_DATA_
--------------------
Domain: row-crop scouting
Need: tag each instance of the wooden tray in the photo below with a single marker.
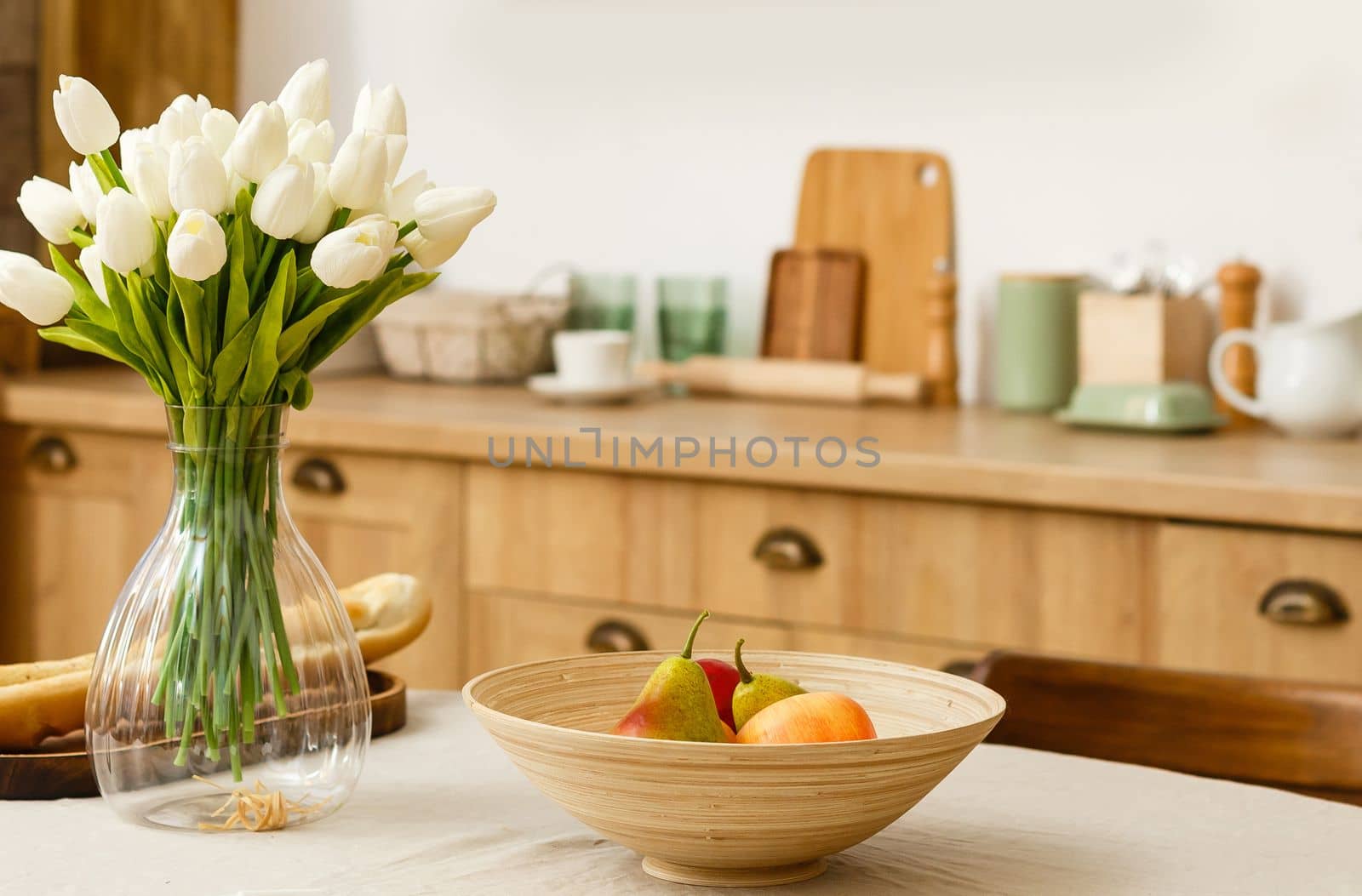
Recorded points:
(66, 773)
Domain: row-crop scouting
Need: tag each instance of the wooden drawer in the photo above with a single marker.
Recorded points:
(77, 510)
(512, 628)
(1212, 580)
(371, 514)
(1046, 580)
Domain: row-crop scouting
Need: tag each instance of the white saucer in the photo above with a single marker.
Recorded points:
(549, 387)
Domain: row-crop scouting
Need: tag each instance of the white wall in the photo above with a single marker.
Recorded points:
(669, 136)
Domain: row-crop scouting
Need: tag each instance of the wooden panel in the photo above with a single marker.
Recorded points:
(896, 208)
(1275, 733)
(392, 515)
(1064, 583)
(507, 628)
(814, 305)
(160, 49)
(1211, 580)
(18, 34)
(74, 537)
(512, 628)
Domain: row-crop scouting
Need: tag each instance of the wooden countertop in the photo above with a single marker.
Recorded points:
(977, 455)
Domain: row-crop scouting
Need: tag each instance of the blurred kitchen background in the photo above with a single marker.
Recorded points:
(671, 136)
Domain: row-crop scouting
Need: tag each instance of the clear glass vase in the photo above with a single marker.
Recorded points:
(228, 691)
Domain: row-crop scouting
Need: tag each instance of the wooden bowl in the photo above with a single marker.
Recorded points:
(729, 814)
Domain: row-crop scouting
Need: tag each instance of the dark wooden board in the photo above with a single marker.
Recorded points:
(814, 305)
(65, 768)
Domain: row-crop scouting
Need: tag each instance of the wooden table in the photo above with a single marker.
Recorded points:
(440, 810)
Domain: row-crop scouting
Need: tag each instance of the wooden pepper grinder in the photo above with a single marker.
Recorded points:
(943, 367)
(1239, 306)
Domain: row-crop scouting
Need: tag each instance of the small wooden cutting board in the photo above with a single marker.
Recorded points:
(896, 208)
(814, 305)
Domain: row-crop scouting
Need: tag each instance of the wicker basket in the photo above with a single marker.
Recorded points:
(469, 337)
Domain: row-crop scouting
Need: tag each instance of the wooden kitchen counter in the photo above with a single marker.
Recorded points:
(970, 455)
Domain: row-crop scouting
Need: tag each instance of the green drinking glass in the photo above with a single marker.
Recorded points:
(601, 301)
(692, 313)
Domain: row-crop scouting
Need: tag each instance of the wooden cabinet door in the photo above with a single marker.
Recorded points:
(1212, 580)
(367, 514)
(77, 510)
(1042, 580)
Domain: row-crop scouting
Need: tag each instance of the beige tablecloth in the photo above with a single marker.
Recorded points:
--------------------
_ASSIGNMENT_
Transcribe the listing word for word, but keep its pictures out of the copy.

_ANSWER AREA_
Domain: row-crop scouting
Need: tag each instance of the wooden tray in the photo below with a single marker.
Recorded points:
(66, 773)
Domain: row-crop scouting
Need: tag each instance of the wooden drawer in the photo above with a single marker.
Recorded points:
(77, 510)
(512, 628)
(1212, 580)
(371, 514)
(1046, 580)
Domain: row-crop scouting
Need: tag each instance of the white saucer in the photo above with a single marker.
Recorded points:
(549, 387)
Domain: row-crop scouting
Need: tag each instance of the white wall in the photo above with a single marker.
Recorded points:
(669, 136)
Domain: row-crop scouting
Need: tag each instance of the wooden panel in the photo above with a single marker.
Recorded points:
(896, 208)
(1275, 733)
(392, 515)
(1064, 583)
(507, 628)
(814, 305)
(160, 49)
(1211, 580)
(18, 34)
(74, 537)
(512, 628)
Domain: row-crop scouting
Need: tag each instance of the wooden countertop in the photo above with a single marker.
Recorded points:
(977, 455)
Domain: row-crop scouting
Need: tag each instance of the blurred kitchen background in the photo above with a single marker.
Recorded points:
(671, 136)
Domain: row-crop scouting
Need: tag each instance of the clear glass vase in the photo above with a single marker.
Recorded points:
(228, 691)
Domain: row-crop scouting
Need: tag each instance of the wooden bowl in the photo above with a single marker.
Recorded points:
(729, 814)
Domain: row-crop scouting
Need: tag each instance of the dark wooden board in the photo above with a single marker.
Recorded points:
(814, 305)
(65, 768)
Domain: row-crop scouting
Need: tag each instance of the wooden table in the photo above with a single marker.
Recorded points:
(440, 810)
Domain: row-crop scouting
Need: tag each instance of the wooden pepper grinder in the photo above with a single marker.
Recorded points:
(943, 367)
(1239, 306)
Domain: row-crop scouting
Need: tag each instance of the small wooden cutting board in the photo above with a single marker.
Recorded points:
(896, 208)
(814, 305)
Domain: row-crop scouting
Need: tag each instance of the wicker basket in the photo above with a single marker.
Recorded points:
(469, 337)
Domain: row-crop scouting
Need: tag each instance of the wooden kitchen counter in the photo above with a single marker.
Recorded points:
(970, 455)
Domain: row-crop scouting
Need: tag each instance of the green drinking glass in the photo above with a single marker.
Recorded points:
(601, 301)
(692, 313)
Domain: row-crop scouting
Need: tag each instance of the wooden cabinet door in the photo above with a single marker.
Recorded points:
(1212, 580)
(367, 514)
(77, 510)
(1042, 580)
Domain: row-crop scouting
Need: tag each instance of the beige tablecloth in the photo above with a single marker.
Recorded points:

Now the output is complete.